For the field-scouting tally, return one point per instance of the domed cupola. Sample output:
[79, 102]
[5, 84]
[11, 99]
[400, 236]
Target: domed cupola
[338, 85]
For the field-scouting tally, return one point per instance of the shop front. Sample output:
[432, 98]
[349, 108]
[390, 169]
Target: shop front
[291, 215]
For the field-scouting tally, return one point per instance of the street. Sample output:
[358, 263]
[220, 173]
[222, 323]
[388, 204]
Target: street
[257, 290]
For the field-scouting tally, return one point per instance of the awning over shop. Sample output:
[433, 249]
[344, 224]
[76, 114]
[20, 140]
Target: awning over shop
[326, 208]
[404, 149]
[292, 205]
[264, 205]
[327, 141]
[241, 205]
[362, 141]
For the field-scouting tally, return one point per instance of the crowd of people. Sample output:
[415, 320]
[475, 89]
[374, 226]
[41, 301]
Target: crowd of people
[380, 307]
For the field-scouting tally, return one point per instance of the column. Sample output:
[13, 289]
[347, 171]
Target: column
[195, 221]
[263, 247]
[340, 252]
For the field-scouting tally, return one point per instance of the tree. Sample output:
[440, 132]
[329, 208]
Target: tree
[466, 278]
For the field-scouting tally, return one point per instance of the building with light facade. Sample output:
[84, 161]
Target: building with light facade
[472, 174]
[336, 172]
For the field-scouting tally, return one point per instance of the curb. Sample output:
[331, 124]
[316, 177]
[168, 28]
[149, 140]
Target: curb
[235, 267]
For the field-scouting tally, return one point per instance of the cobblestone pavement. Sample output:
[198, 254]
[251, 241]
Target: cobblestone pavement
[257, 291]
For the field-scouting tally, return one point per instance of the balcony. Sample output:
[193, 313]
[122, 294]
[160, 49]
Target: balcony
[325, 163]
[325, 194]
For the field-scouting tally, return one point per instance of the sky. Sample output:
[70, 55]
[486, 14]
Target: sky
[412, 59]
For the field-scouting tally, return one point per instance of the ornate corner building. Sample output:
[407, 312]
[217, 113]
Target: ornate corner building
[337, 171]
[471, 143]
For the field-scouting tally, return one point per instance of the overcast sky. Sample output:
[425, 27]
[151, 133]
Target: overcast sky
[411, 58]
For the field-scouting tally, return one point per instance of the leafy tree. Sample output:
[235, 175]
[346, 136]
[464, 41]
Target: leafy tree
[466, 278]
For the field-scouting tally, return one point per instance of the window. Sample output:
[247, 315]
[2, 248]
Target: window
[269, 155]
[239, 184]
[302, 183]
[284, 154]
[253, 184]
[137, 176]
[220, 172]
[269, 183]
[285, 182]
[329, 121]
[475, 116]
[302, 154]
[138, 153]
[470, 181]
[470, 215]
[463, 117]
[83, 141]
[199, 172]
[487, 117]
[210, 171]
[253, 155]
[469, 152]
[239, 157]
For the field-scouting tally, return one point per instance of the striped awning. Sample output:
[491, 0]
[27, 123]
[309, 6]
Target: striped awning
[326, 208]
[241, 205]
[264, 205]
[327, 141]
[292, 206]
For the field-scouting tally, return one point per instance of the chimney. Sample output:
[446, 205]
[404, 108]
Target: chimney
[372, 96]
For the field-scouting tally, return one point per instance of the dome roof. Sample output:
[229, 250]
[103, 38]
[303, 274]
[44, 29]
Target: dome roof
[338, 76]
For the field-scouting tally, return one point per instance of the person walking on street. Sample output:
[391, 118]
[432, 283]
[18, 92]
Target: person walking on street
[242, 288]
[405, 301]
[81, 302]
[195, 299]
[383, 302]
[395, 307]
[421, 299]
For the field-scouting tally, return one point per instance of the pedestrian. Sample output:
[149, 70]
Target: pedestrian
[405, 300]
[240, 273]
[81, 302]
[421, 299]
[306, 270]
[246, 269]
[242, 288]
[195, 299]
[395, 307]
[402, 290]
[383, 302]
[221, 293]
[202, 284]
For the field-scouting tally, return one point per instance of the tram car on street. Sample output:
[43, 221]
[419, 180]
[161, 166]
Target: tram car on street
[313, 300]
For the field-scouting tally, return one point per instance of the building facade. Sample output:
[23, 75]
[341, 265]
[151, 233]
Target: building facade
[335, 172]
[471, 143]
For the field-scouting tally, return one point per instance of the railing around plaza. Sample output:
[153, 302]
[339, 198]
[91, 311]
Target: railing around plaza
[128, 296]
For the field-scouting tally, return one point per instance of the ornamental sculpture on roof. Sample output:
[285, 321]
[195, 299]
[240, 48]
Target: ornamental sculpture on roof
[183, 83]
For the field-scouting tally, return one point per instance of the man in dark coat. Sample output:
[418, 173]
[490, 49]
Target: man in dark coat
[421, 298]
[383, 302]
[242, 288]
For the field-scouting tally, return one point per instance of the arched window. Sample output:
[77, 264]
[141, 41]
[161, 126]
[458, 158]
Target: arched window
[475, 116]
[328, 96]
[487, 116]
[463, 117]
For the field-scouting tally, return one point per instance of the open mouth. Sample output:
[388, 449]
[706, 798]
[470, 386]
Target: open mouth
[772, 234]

******

[GIVEN TASK] Return every line of all the items above verbatim, in their original order, with nothing changed.

[EXERCISE RESULT]
For the field-scouting tally, return one point per instance of the domed cupola. Sample output:
[79, 102]
[5, 84]
[11, 99]
[400, 236]
Target: domed cupola
[338, 85]
For the field-scouting tally, return one point per instance of the shop front. Sample output:
[432, 98]
[349, 108]
[390, 169]
Target: shop front
[291, 215]
For the field-scouting tally, return one point per instance of the street. Sample output:
[358, 263]
[220, 173]
[222, 323]
[388, 204]
Target: street
[257, 290]
For the field-scouting tally, return one point per instance of the awning over shop. Sample output:
[433, 249]
[344, 224]
[76, 114]
[20, 140]
Target: awning over shop
[326, 208]
[404, 149]
[292, 205]
[264, 205]
[327, 141]
[241, 205]
[362, 141]
For the field-scouting tally, return one point per instance of the crowd of people. Sample output:
[415, 320]
[475, 89]
[374, 226]
[41, 301]
Target: crowd of people
[380, 307]
For the field-scouting tally, return one point per instance of the column. Sample output:
[13, 289]
[347, 171]
Target: column
[195, 221]
[263, 247]
[340, 252]
For the field-scouting tally, return one point per instance of the tree. Sample output:
[440, 132]
[329, 208]
Target: tree
[466, 278]
For the field-scouting tally, return one point per instance of the building with light facade. Sample output:
[84, 161]
Target: building with light facade
[472, 174]
[336, 172]
For the field-scouting tally, return one point per instance of the curb. Sample output:
[331, 124]
[316, 177]
[168, 28]
[149, 140]
Target: curb
[235, 267]
For the field-scouting tally, return one point per instance of the cobblestone pavement. Sample output:
[198, 254]
[251, 241]
Target: cobblestone pavement
[257, 291]
For the field-scouting tally, return one point per instance of the balcony. Sample output:
[193, 313]
[122, 294]
[160, 49]
Target: balcony
[325, 163]
[325, 194]
For the field-scouting tally, return one point per instance of the sky. Sample output:
[70, 55]
[486, 14]
Target: sky
[412, 59]
For the field-scouting tally, return one point per instance of the ornate corner building. Sample output:
[407, 312]
[217, 113]
Target: ornate corner building
[337, 171]
[471, 143]
For the field-scouting tally, return one point per instance of the overcast sky. Sample output:
[425, 27]
[151, 133]
Target: overcast sky
[411, 58]
For the field-scouting tally, return one point per instance of the leafy tree. Sample output:
[235, 175]
[346, 136]
[464, 41]
Target: leafy tree
[466, 278]
For the field-scouting tally, return one point per instance of the window. Sample output:
[247, 315]
[2, 248]
Target: window
[269, 155]
[239, 184]
[302, 183]
[284, 154]
[253, 184]
[137, 176]
[220, 172]
[269, 183]
[285, 182]
[329, 121]
[475, 116]
[302, 154]
[138, 153]
[470, 181]
[470, 215]
[463, 117]
[83, 141]
[199, 172]
[487, 117]
[210, 171]
[253, 155]
[469, 152]
[239, 157]
For the field-scouting tally, return one point per instance of the striped awning. Sample output:
[491, 0]
[27, 123]
[309, 6]
Target: striped awning
[326, 208]
[241, 205]
[264, 205]
[327, 141]
[292, 206]
For the field-scouting tally, return one point per instance of the chimney. Sample output:
[446, 205]
[404, 108]
Target: chimney
[372, 96]
For the field-scouting tally, return one point per instance of the dome roof. Sample output:
[229, 250]
[103, 38]
[303, 274]
[44, 29]
Target: dome roof
[338, 76]
For the field-scouting tally, return one point per instance of the person walking on street. Sample output:
[391, 118]
[432, 283]
[18, 92]
Target: person walking on street
[242, 288]
[405, 301]
[81, 302]
[195, 299]
[383, 302]
[395, 307]
[421, 299]
For the field-scouting tally, return one point per instance of the pedestrian. Sample output:
[149, 70]
Target: pedestrian
[405, 300]
[240, 273]
[81, 302]
[421, 299]
[306, 270]
[246, 269]
[242, 288]
[195, 299]
[395, 307]
[402, 290]
[383, 302]
[221, 293]
[202, 284]
For the field-scouting tally, return one point per instance of the tram car on street. Sample output:
[43, 221]
[419, 180]
[161, 166]
Target: tram car on street
[313, 300]
For the field-scouting tally, return one point per instance of the building facade. Sample output:
[23, 75]
[341, 265]
[151, 233]
Target: building facade
[335, 172]
[471, 143]
For the field-scouting tally, return one point per instance of the railing around plaza. Sample output:
[153, 302]
[339, 198]
[91, 311]
Target: railing around plaza
[128, 296]
For the field-scouting tally, return one point per instance of the ornamental sculpture on roof. Sample output:
[285, 321]
[195, 299]
[240, 48]
Target: ornamental sculpture on roof
[183, 83]
For the field-scouting tally, return one point per instance of the man in dark coat. Sample output:
[418, 173]
[490, 49]
Target: man in dark coat
[421, 298]
[383, 302]
[242, 288]
For the field-scouting tally, return one point per instance of the arched window. Sample output:
[77, 264]
[141, 41]
[161, 126]
[458, 158]
Target: arched window
[475, 116]
[328, 96]
[487, 116]
[463, 117]
For the field-scouting tally, return one point per instance of the open mouth. Sample output:
[388, 449]
[706, 798]
[470, 386]
Target: open mouth
[772, 234]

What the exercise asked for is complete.